Passage:
- - -

An old man takes me to his house. I take my seat outside on a broken plastic chair. He comes back from inside with a wad of paper paintings. I browse with interest. A small crowd of children, men and women gather around me. I pick out the paintings one at a time and ask a girl to explain. With such questions I learn a lot about Madhubani paintings.

There are broadly two types – kachni and barni. The former is black-and-white and it is mainly defined by bold lines, patterns and strong forms. The latter is colourful with both vegetable and mineral dyes used as colours. Thematically, the paintings are called either Mithila and Gondwa. Gondwa is defined by repetitive motifs that fill the canvas. One of the men defines Gondwa as ‘tattoo art.’

In general, the outlines are drawn first and colouring is done later. While paintings are generally bright coloured there is also the practice of scrubbing them with cowdung paste. This turns the canvas brown and mellows the colours. I personally liked the paintings coated in this manner with cowdung.

Themes are generally natural or spiritual. Trees, birds, tortoises, fish and flowers are some common motifs. Ras-leela is a common spiritual theme. Radha and Krishna make an interesting pair for many artists.

The old man, Ram Narayan Das, shows me many paintings. I finally buy a small one for Rs. 40. Then a 14-year old girl who has been patiently answering all my questions, Pooja Kumari, takes me to her house to show me her work. I walk past mud houses through a narrow lane. I arrive at a courtyard. In the verandah, on a charpoy are seated her grandparents. They make space for me. A few paces from where I sit a couple of bulls are munching on hay.

- - -

Dataset records:
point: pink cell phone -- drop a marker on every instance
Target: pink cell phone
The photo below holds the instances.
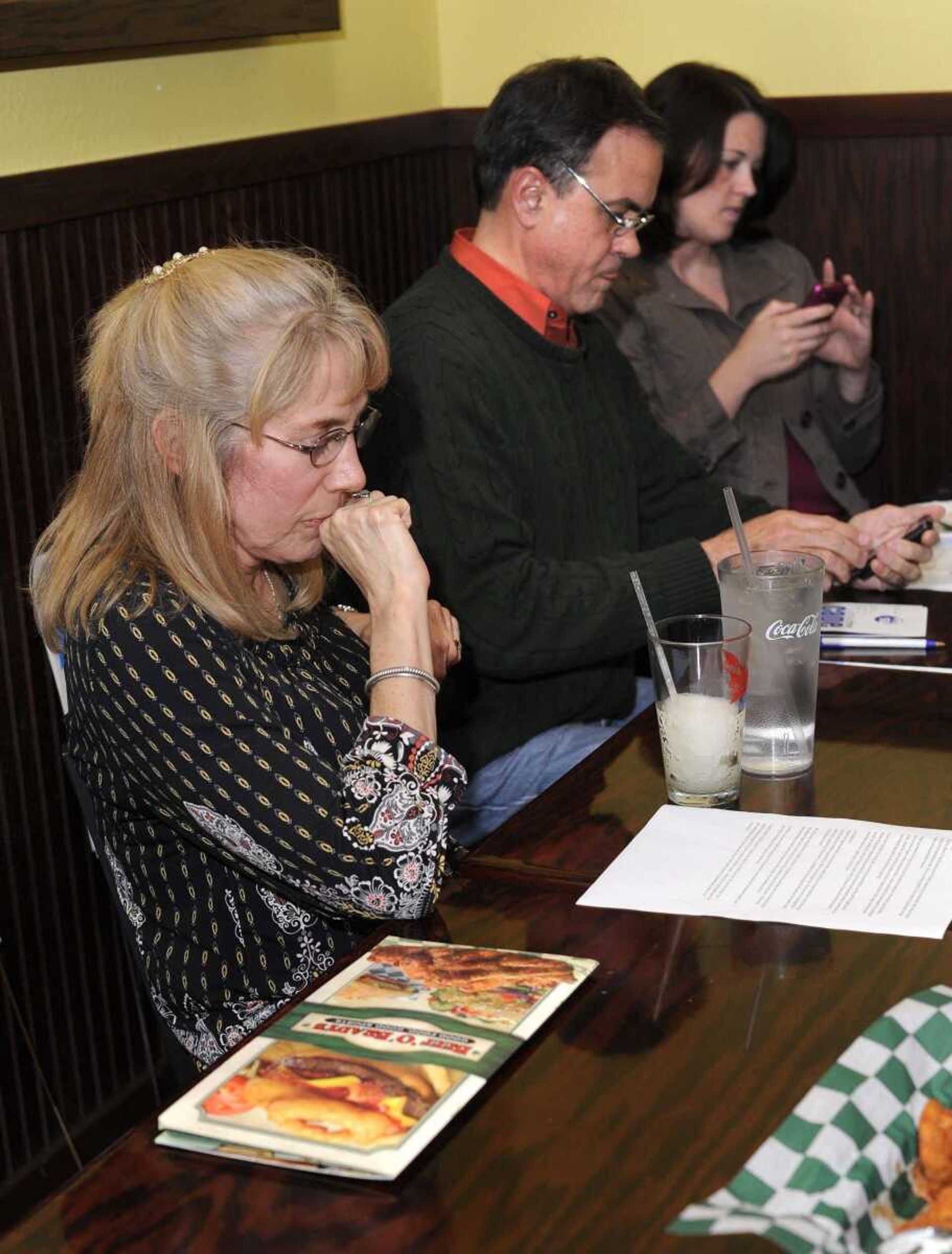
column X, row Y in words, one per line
column 826, row 294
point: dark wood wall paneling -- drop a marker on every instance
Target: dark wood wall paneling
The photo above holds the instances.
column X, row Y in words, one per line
column 380, row 197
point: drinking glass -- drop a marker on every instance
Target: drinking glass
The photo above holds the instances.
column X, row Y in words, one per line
column 700, row 705
column 782, row 602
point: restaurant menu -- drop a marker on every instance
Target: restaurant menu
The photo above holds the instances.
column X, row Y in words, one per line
column 782, row 868
column 865, row 1155
column 360, row 1076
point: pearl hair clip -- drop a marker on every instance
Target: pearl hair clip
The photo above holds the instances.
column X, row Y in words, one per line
column 176, row 260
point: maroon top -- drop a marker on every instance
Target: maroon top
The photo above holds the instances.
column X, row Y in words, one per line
column 806, row 491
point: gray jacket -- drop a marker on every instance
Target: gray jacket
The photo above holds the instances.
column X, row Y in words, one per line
column 675, row 339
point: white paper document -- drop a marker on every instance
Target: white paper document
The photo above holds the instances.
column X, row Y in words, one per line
column 872, row 619
column 937, row 574
column 782, row 868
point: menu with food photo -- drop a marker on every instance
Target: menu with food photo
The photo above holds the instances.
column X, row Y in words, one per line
column 360, row 1076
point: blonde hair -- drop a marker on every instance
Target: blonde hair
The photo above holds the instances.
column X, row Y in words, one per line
column 225, row 337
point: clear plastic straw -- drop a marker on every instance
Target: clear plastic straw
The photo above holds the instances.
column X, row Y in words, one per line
column 653, row 632
column 739, row 532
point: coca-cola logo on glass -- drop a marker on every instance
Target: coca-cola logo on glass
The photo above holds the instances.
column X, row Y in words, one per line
column 807, row 626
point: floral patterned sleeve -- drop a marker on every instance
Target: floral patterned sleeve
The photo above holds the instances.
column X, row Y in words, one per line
column 261, row 754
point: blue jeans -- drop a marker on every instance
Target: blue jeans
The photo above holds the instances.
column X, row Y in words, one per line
column 508, row 783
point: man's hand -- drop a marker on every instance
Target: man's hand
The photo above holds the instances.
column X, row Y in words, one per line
column 896, row 561
column 843, row 547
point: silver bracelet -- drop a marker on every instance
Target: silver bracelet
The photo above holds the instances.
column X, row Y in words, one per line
column 411, row 672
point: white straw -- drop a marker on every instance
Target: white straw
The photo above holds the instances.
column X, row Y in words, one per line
column 653, row 632
column 739, row 532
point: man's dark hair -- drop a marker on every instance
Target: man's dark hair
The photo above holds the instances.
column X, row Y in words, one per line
column 697, row 103
column 553, row 115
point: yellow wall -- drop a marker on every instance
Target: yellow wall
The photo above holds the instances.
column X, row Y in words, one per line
column 404, row 56
column 384, row 62
column 789, row 47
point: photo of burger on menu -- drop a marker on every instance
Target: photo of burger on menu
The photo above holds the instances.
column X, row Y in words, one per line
column 361, row 1075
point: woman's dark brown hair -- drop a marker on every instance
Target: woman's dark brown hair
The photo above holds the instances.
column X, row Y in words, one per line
column 697, row 102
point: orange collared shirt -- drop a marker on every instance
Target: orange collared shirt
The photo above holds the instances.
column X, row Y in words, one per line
column 531, row 305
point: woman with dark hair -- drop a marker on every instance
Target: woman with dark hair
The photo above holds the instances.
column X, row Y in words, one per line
column 775, row 398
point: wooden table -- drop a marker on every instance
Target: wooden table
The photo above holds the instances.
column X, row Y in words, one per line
column 649, row 1089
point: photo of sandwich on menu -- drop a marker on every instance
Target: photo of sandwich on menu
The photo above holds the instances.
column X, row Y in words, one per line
column 360, row 1076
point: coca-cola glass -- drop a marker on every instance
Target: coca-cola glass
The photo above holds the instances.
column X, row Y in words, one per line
column 782, row 602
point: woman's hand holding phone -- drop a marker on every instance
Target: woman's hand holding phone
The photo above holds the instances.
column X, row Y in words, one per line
column 780, row 339
column 851, row 335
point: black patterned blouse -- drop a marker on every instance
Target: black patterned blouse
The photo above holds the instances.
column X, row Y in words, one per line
column 255, row 818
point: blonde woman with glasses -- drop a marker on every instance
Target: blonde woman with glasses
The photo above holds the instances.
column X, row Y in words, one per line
column 264, row 769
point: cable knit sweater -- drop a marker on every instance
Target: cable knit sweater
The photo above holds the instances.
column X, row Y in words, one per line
column 538, row 480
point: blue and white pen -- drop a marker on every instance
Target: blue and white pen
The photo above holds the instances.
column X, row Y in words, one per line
column 886, row 643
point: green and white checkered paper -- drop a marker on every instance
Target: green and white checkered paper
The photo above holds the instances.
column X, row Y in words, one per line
column 831, row 1175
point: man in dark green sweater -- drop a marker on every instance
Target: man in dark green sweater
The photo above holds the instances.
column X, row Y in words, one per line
column 537, row 477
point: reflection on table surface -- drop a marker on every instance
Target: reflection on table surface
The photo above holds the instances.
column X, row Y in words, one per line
column 649, row 1089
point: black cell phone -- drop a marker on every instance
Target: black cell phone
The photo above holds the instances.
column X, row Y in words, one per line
column 917, row 532
column 825, row 294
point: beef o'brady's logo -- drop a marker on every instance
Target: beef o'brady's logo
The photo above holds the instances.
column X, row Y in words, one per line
column 807, row 626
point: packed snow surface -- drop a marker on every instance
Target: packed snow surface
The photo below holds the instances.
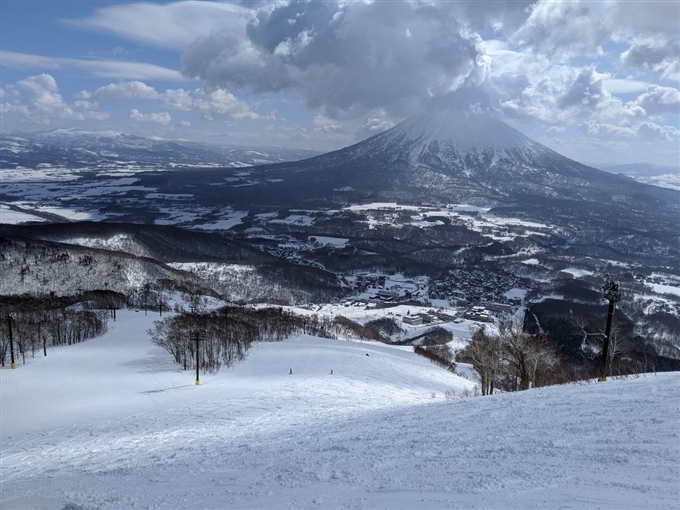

- - -

Activity:
Decide whether each statement agrees with the Madhubani paintings passage. Answer yes or no for each and quote the deciding words. 1. Kachni paintings are colorful, with vegetable and mineral dyes used as colors. 2. Scrubbing a painting with cowdung paste turns the canvas brown. 3. The narrator buys a small painting for Rs. 40.

Final answer:
1. No: "The former is black-and-white"
2. Yes: "This turns the canvas brown and mellows the colours."
3. Yes: "I finally buy a small one for Rs. 40."